(Data entries)

▼

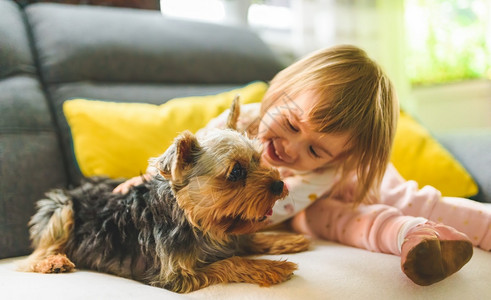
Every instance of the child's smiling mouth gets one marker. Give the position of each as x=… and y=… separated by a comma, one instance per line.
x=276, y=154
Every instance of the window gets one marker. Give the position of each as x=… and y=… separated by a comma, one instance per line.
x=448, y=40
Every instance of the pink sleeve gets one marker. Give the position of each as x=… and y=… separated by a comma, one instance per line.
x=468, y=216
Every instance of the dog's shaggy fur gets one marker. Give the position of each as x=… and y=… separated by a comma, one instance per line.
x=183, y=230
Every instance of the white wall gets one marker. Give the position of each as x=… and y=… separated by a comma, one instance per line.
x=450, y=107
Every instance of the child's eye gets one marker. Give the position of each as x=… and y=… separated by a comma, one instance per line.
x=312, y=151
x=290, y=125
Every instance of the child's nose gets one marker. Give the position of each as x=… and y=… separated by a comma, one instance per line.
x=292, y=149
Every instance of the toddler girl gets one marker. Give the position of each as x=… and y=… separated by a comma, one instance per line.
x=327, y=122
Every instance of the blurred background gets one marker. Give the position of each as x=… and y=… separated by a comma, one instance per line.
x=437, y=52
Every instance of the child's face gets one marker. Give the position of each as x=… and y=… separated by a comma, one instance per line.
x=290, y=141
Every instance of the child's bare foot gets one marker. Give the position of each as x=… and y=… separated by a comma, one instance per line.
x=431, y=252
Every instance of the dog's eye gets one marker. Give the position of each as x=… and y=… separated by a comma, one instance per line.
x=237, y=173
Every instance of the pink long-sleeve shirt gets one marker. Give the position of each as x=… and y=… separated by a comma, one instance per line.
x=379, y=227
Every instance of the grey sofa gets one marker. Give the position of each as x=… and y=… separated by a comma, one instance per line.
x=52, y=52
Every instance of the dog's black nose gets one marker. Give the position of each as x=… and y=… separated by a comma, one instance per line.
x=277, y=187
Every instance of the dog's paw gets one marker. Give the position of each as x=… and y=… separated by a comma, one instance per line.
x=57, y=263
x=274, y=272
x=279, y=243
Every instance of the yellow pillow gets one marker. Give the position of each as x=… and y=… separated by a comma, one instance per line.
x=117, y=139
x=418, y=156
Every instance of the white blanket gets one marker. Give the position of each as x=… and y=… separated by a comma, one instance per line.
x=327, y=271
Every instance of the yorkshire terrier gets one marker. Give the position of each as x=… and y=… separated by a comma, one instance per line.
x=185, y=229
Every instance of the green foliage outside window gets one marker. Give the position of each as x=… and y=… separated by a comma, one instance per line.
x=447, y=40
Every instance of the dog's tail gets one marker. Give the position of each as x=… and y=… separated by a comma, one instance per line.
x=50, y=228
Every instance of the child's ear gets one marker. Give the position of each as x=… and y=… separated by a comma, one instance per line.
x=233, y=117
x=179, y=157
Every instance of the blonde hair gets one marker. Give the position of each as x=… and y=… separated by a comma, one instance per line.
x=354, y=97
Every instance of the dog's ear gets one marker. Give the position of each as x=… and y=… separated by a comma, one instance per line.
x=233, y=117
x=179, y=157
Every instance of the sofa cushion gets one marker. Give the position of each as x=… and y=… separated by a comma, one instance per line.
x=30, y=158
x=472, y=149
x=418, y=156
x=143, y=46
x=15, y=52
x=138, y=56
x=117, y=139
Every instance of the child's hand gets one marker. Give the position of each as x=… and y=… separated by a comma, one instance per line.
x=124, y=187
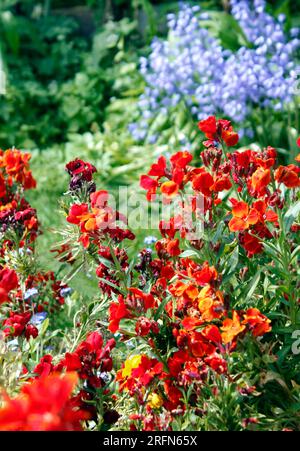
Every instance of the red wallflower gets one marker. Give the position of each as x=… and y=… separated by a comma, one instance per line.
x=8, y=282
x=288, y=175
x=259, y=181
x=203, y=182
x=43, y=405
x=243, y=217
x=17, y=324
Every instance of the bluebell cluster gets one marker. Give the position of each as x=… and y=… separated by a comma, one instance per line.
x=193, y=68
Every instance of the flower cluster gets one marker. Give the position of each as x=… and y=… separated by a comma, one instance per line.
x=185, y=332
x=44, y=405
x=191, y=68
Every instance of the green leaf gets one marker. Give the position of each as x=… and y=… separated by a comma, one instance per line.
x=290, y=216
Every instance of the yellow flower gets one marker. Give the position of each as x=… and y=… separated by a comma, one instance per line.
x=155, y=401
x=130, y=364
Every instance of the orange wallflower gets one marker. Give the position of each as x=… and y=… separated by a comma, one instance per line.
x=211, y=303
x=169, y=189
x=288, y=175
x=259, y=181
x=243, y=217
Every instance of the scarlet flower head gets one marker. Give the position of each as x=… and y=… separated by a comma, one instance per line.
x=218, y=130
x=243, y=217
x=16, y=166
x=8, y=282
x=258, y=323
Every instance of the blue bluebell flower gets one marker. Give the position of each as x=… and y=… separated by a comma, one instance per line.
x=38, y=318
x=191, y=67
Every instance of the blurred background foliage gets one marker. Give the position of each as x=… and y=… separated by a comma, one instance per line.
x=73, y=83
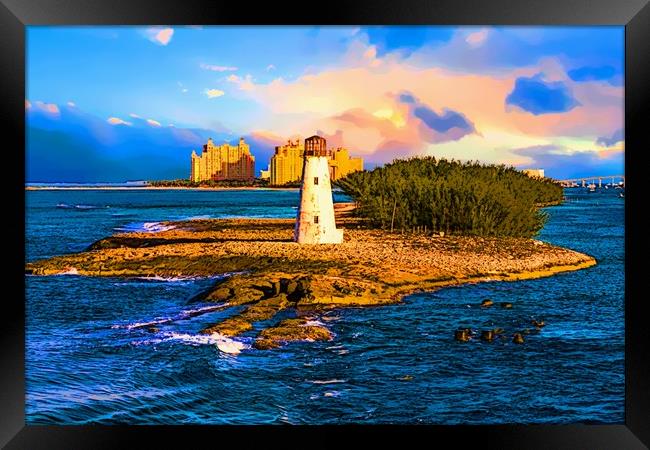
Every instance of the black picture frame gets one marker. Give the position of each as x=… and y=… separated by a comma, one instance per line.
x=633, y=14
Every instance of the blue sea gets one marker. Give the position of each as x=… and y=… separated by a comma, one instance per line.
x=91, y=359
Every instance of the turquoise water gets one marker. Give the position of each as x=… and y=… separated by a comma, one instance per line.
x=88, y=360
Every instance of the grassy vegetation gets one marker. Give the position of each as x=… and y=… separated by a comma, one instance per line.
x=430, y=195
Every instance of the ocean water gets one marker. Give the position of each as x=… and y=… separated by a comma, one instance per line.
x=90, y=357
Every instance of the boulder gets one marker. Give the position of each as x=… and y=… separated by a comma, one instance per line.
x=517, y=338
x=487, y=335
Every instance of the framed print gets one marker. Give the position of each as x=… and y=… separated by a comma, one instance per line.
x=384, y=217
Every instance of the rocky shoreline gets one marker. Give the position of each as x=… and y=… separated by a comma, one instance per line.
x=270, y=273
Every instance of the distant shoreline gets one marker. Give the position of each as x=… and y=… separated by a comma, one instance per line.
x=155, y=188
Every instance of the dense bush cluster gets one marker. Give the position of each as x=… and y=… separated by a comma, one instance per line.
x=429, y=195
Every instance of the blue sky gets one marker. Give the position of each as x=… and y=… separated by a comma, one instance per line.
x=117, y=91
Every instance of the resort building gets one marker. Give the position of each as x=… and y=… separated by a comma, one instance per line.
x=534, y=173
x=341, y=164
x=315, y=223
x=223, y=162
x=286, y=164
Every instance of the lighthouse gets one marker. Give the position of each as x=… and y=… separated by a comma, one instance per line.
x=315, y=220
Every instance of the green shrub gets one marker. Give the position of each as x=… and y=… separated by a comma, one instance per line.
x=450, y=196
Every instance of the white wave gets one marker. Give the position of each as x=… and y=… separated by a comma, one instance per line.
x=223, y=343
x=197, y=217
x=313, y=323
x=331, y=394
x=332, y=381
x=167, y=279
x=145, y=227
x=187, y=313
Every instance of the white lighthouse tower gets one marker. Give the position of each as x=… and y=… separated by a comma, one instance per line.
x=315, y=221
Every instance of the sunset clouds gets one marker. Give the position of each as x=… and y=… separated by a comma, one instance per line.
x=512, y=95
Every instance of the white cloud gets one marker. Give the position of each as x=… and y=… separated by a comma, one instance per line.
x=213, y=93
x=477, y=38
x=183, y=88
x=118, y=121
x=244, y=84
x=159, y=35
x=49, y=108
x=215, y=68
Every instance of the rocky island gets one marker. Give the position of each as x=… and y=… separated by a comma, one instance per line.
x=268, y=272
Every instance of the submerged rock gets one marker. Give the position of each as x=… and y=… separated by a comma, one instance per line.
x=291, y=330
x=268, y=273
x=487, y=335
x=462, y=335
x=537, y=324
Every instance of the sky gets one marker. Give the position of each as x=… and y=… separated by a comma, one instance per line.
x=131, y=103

▲

*DIRECTIONS FOR THIS TASK*. Could you write out all the lines above again, switching "one marker" to "a single point" wherever it occurs and keeping everything else the same, with the pictures left out?

*SOLUTION FOR THIS TASK*.
Every instance of the child's smiling mouth gets a single point. Give the position of each as x=… and y=… separated by a comma, one instance per line.
x=276, y=154
Every instance of the window gets a single point. Give the position of each as x=… and y=… separated by a comma, one instance per line.
x=448, y=40
Every instance of the pink sleeve gets a single point. Give the position of each as x=… and y=… separated by a comma, one instance per line.
x=468, y=216
Every instance of the dog's shaggy fur gets a single point. Give the position of each as x=… and y=… separated by a comma, one instance per line.
x=183, y=230
Every instance of the white wall gets a single point. Give the position of each as x=… and y=… separated by a comma, one instance per line.
x=450, y=107
Every instance of the child's eye gets a single point. Give the position of each as x=… and y=… separated by a comma, one instance per line.
x=312, y=151
x=290, y=125
Every instance of the child's nose gets a single point. Give the position of each as x=… and y=… separated by a comma, one instance per line.
x=292, y=149
Every instance of the toddler girl gets a single point. Give the position of each as x=… and y=… separated by a comma, one instance per line.
x=327, y=122
Every instance of the blurred background gets a single point. Give the position of each as x=… and y=… separated by a comma, one instance per line.
x=437, y=52
Every instance of the child's face gets a single point. Give the position of each as x=… and y=… separated by a comma, one instance per line.
x=290, y=141
Every instance of the child's bare foot gets a single point. Give the position of each as x=… and y=… separated by a comma, one instance per line.
x=431, y=252
Every instance of the dog's eye gets a single point. Give the position of each as x=… and y=… separated by a comma, one instance per line.
x=237, y=173
Every instance of the pink long-sleeve shirt gets a single point. Give the position of each as x=… and y=… separated by a comma, one instance per line.
x=379, y=227
Every instance of the grey sofa gets a single point. Give the position of each as x=… and y=… separated by a comma, one instance per line.
x=52, y=52
Every instance of the dog's black nose gets a single point. Give the position of each as x=… and y=… separated by a comma, one instance per line.
x=277, y=187
Every instance of the dog's paw gets a single point. Give the position of each as x=… and y=… separated by a comma, one instance per line.
x=57, y=263
x=274, y=272
x=279, y=243
Every instance of the yellow pillow gets a single point. Give the position of each as x=… and y=… separated by a comma, one instance per line.
x=117, y=139
x=418, y=156
Every instance of the white blanket gets a single point. Give the position of each as x=… and y=… separated by a comma, one instance per line.
x=327, y=271
Every instance of the yorkshire terrier gets a single point. Give the position of each as x=… and y=… separated by a comma, one instance per line.
x=185, y=229
Every instance of the green foliage outside window gets a single point. Give the position of each as x=… and y=… separated by a comma, one instance per line.
x=447, y=40
Every instance of the dog's tail gets a single point. Give the position of each as x=… and y=… separated by a comma, one instance per line.
x=50, y=228
Every instance of the child's ear gets a single point. Give the position of each as x=… and y=… separated by a comma, one instance per line.
x=233, y=117
x=179, y=157
Every instance of the blonde hair gets a single point. Give the position of each as x=… and y=… separated by a comma, one instance per line.
x=354, y=97
Every instance of the dog's ear gets a single point. Give the position of each as x=… and y=… separated by a comma, one instance per line.
x=233, y=117
x=179, y=157
Every instance of the sofa cushion gets a single point. Give the position of each as x=… and y=… separated by a comma, one instance per line.
x=30, y=158
x=472, y=149
x=418, y=156
x=143, y=46
x=15, y=52
x=138, y=56
x=117, y=139
Every instance of the child's hand gets a single point. Give the position of each as x=… and y=… separated by a comma, one instance per line.
x=124, y=187
Every instance of the red wallflower gets a single point. Give the position of each as x=… and y=… separated by a comma, one instance per line.
x=8, y=282
x=288, y=175
x=259, y=181
x=203, y=182
x=43, y=405
x=243, y=217
x=17, y=324
Every instance of the bluebell cluster gets a single point. Give the position of each as x=… and y=… separated by a comma, one instance per line.
x=193, y=68
Every instance of the flower cluster gets a single point. Give the position of each as x=… and y=… separated by a comma, one instance per line.
x=185, y=332
x=44, y=405
x=191, y=68
Every instance of the green leaf gets a single point. Give the position of each as x=… and y=… separated by a comma, one instance per line.
x=290, y=216
Every instance of the yellow flower gets a single point. Give the position of each as x=… and y=… separated by a comma, one instance per line.
x=155, y=401
x=130, y=364
Every instance of the orange wallflower gets a single point. Give the position of each as x=… and y=… separated by a comma, one instance per line.
x=211, y=303
x=169, y=189
x=288, y=175
x=259, y=181
x=243, y=217
Every instance of the scarlet flower head gets a single point. Give the position of each as x=… and y=… separated by a comma, one instance per line.
x=218, y=130
x=243, y=217
x=16, y=166
x=8, y=282
x=258, y=323
Every instance of the blue bluebell flower gets a single point. Give the position of each as x=… and y=… separated by a comma, one instance per line.
x=38, y=318
x=191, y=67
Every instance of the blurred background foliage gets a single point. Give the position of each as x=… and y=… separated by a comma, one instance per line.
x=73, y=83
Every instance of the black picture frame gets a single point. Give the position of each as x=… and y=… separated by a comma, one instance per line.
x=633, y=14
Every instance of the blue sea gets a single point. Give the position of each as x=… and y=… separated by a comma, one instance per line.
x=91, y=359
Every instance of the turquoise water gets a single point. Give the position of each as x=… and y=… separated by a comma, one instance per line.
x=88, y=360
Every instance of the grassy vegetation gets a single point. Give the position of each as x=… and y=… separated by a comma, one instance per line.
x=430, y=195
Every instance of the ocean water gets a single point. Give the position of each as x=… and y=… separated by a comma, one instance per line.
x=90, y=357
Every instance of the boulder gets a single point. Give the position of each as x=… and y=… separated by a comma, one instance per line.
x=517, y=338
x=487, y=335
Every instance of the framed print gets a single point. Give the position of each as x=… and y=… separated by a comma, one instance per line.
x=384, y=217
Every instance of the rocky shoreline gets a single point. Give the position of each as x=… and y=… separated by a comma, one instance per line.
x=270, y=273
Every instance of the distant shoreline gets a single point. Give the position of each as x=… and y=… separated by a comma, one instance per line.
x=155, y=188
Every instance of the dense bush cluster gets a single point. Give the position of each as x=… and y=… separated by a comma, one instance per line.
x=429, y=195
Every instance of the blue sky gets a single point. Give the position of each as x=… and y=… separated by a comma, one instance per line.
x=117, y=91
Every instance of the resort building gets a single point. Give the position of each as x=… and y=… separated by a comma, one instance per line.
x=534, y=173
x=341, y=164
x=315, y=223
x=223, y=162
x=286, y=164
Every instance of the lighthouse gets a single point. Give the position of each as x=… and y=… separated by a comma, one instance per line.
x=315, y=220
Every instance of the green shrub gets a single point. Give the position of each as x=… and y=… separated by a comma, one instance per line.
x=450, y=196
Every instance of the white wave gets a single point. Give the position of each as x=… and y=… separated by a comma, one instance per line.
x=223, y=343
x=197, y=217
x=313, y=323
x=331, y=394
x=332, y=381
x=167, y=279
x=145, y=227
x=187, y=313
Every instance of the white lighthouse tower gets a single point. Give the position of each as x=… and y=… separated by a comma, one instance per line.
x=315, y=221
Every instance of the sunset clouds gets a single point. Give the position of each as x=… and y=… separated by a comma, one instance per line.
x=512, y=95
Every instance of the white cloud gets a single point. Give the position of each as x=… and y=… separated by a comma, one instance per line.
x=213, y=93
x=477, y=38
x=183, y=88
x=118, y=121
x=244, y=84
x=159, y=35
x=49, y=108
x=215, y=68
Every instance of the rocky island gets a single point. Give the position of each as x=… and y=… separated by a comma, one instance per line.
x=268, y=272
Every instance of the submerged rock gets a single point. Give the position of each as x=… and y=… separated by a comma, one instance per line.
x=291, y=330
x=268, y=273
x=487, y=335
x=462, y=335
x=537, y=324
Every instance of the sky gets a single point. Give the position of each as x=… and y=… separated by a comma, one instance per line.
x=131, y=103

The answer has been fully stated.